| Problem details |
Identify every line in the items below that contains the word "woman", and copy each of those lines. Case counts.

| Data shown |
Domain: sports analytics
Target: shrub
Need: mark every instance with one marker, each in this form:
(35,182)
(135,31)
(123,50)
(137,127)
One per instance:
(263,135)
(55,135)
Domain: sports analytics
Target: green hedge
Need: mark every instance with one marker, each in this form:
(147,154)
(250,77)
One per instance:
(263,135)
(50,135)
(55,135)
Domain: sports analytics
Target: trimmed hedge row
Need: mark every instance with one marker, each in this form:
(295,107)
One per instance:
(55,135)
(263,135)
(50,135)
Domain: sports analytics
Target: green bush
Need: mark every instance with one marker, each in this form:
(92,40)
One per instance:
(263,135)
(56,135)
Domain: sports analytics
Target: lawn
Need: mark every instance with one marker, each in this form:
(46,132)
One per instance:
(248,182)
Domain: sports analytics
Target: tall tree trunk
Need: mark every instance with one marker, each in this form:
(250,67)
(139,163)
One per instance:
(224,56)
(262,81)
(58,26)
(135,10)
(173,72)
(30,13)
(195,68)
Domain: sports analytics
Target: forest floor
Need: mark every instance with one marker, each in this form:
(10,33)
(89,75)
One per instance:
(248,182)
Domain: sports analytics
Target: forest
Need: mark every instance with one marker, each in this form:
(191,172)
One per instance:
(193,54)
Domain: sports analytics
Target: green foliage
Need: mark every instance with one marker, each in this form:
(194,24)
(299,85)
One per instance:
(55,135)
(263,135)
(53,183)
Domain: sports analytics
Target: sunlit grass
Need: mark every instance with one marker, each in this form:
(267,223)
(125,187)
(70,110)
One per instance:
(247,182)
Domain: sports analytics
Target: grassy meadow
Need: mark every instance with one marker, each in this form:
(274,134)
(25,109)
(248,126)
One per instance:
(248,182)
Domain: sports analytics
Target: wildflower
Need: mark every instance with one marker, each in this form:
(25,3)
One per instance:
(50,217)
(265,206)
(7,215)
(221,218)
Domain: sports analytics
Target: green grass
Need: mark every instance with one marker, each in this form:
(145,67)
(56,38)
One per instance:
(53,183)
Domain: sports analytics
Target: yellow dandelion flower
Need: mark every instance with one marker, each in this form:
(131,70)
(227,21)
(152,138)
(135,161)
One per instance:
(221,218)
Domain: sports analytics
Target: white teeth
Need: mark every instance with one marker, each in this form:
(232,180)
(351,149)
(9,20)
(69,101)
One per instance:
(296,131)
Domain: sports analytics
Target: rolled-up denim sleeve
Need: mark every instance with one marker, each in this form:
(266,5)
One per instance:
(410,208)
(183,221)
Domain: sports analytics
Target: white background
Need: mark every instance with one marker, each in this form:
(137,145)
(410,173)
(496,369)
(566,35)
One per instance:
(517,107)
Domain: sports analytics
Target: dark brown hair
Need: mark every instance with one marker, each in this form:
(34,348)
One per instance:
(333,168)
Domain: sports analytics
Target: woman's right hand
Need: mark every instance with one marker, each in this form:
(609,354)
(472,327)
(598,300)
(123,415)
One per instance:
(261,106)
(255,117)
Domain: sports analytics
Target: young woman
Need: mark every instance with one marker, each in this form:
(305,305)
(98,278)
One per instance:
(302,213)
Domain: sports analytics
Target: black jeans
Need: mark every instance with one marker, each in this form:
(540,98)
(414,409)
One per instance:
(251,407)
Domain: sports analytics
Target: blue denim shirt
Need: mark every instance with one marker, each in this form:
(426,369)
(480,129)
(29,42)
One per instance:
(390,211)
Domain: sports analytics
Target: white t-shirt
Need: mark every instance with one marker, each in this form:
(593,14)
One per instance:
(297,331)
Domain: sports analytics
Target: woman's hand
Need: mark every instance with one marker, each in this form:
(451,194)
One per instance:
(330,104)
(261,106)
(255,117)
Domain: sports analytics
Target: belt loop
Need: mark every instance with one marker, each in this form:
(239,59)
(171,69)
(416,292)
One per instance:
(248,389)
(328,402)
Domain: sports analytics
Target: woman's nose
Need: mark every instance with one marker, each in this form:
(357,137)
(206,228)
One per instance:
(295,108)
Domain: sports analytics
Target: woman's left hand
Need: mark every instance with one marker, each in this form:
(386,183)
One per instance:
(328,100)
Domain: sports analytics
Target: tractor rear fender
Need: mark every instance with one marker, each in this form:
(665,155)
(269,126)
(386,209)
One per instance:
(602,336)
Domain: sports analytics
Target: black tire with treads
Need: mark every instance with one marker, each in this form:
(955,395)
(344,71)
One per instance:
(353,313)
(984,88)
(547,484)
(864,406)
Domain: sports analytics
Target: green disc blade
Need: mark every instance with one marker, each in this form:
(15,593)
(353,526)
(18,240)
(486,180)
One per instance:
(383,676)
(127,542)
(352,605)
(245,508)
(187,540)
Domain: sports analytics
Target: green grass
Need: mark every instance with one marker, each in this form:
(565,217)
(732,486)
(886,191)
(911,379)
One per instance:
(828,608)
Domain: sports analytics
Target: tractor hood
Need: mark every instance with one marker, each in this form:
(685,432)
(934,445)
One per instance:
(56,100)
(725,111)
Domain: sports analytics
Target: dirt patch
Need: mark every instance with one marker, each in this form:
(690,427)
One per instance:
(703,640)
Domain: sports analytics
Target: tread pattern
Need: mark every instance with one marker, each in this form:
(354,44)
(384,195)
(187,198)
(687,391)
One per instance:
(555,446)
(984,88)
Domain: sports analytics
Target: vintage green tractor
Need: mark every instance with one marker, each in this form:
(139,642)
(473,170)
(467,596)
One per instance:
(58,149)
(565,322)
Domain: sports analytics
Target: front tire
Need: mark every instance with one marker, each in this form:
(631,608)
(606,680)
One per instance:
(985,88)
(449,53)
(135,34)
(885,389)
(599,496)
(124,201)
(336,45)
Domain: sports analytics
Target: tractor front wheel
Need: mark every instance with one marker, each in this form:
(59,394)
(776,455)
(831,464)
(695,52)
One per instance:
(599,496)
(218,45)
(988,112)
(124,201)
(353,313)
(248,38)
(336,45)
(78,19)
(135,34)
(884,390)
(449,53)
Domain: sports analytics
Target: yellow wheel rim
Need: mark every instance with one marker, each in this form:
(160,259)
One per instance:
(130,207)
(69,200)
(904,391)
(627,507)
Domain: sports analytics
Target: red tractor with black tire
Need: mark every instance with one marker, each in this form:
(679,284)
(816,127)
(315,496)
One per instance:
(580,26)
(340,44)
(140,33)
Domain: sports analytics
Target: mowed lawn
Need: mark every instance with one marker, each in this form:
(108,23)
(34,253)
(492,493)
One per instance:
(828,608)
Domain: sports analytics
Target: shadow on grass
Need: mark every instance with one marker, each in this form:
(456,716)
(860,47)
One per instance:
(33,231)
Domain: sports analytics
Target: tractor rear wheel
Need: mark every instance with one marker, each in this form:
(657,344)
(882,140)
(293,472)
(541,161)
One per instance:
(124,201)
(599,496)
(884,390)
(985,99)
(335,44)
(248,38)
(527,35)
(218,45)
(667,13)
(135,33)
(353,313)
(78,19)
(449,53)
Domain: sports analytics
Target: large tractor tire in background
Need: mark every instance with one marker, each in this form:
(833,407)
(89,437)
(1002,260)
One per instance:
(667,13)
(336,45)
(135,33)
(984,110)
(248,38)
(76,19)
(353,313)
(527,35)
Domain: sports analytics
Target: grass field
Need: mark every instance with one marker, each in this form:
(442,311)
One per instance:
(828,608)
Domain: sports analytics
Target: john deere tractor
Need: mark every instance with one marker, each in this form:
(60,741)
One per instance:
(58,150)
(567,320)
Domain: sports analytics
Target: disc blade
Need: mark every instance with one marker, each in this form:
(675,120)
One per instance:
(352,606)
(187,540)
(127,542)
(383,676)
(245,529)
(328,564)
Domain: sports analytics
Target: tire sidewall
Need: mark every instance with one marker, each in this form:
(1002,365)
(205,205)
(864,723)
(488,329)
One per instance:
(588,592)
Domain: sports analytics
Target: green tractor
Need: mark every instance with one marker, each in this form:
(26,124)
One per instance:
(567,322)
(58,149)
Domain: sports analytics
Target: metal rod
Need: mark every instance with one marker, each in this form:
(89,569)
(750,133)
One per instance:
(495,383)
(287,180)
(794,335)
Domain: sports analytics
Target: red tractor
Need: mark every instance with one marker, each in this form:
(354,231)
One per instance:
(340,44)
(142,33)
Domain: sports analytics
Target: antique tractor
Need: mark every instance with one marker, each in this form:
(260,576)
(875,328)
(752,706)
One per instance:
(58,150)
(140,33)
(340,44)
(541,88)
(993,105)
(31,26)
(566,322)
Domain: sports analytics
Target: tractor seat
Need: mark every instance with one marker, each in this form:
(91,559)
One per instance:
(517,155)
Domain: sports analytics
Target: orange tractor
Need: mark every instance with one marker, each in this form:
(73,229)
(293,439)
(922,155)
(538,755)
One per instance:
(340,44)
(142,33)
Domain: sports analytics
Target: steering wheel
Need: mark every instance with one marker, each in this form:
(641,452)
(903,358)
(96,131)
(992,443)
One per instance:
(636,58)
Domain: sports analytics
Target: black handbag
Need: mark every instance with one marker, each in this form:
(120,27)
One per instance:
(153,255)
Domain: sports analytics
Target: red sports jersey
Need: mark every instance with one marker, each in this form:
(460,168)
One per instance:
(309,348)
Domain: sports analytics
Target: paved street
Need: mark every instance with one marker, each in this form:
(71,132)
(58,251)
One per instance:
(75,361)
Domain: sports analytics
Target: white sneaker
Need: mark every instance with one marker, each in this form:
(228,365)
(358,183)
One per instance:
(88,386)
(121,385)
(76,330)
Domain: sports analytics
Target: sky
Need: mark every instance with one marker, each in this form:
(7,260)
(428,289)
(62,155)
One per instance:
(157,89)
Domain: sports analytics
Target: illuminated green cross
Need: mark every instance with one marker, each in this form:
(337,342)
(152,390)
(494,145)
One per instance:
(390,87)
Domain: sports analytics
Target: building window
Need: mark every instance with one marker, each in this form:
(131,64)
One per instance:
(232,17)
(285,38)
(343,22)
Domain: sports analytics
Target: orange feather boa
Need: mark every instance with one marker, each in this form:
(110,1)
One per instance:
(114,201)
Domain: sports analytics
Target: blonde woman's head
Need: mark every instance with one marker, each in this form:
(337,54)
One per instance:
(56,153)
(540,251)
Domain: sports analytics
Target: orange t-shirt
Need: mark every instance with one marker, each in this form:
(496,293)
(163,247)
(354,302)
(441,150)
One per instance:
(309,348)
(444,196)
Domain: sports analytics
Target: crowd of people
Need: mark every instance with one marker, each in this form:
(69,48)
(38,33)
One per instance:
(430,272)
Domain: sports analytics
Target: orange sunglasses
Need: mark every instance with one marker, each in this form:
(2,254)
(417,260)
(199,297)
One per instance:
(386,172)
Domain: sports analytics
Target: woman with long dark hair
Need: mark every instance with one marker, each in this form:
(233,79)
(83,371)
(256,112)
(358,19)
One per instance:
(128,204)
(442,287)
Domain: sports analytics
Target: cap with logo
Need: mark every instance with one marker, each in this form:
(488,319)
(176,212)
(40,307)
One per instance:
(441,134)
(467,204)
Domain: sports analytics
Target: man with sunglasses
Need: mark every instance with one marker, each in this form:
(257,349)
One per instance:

| Task output |
Target: woman's right hand
Target: young woman
Target: woman's hand
Target: woman's nose
Target: woman's left hand
Target: blonde woman's head
Target: woman with long dark hair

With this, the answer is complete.